• **Natural language region descriptions**
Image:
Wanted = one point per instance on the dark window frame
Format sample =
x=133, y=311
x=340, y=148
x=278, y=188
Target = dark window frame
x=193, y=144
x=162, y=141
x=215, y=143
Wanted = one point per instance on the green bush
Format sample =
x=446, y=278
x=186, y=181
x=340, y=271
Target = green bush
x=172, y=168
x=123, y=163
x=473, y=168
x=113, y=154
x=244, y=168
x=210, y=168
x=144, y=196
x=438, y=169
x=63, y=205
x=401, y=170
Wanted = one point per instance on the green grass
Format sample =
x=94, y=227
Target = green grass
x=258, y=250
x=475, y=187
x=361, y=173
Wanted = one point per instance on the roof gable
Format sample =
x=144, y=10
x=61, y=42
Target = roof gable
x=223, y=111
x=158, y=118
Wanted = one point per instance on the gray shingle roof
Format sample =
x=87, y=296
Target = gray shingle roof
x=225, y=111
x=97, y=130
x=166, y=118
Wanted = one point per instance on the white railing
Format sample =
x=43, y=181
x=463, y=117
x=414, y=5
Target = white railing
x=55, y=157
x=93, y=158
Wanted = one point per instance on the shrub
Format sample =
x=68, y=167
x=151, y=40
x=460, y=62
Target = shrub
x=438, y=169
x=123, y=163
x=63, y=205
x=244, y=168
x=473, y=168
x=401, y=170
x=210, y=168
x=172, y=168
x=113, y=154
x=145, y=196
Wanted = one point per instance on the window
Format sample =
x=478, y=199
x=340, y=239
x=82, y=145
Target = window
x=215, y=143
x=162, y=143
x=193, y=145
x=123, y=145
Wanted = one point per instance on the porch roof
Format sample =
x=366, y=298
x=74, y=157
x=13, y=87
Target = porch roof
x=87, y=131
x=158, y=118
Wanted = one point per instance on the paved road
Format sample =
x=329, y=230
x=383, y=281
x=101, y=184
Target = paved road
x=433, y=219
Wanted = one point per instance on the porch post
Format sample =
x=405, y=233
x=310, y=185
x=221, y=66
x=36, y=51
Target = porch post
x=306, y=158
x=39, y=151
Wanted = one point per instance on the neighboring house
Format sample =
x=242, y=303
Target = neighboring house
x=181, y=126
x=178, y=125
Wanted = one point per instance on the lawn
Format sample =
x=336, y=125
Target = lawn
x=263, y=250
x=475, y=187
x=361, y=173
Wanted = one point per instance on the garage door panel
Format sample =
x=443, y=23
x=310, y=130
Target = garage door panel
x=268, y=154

• **Exercise prompt**
When you reach the line containing "Target = paved road" in the data above, start copying exactly, and stop after the line containing "x=242, y=303".

• **Output of the task**
Target = paved road
x=433, y=219
Wanted = one point per instance on the porch post
Format sample =
x=405, y=233
x=310, y=185
x=221, y=66
x=36, y=51
Target = porch post
x=306, y=158
x=39, y=151
Wanted = one point per instance on the neighboring house
Format sample =
x=242, y=303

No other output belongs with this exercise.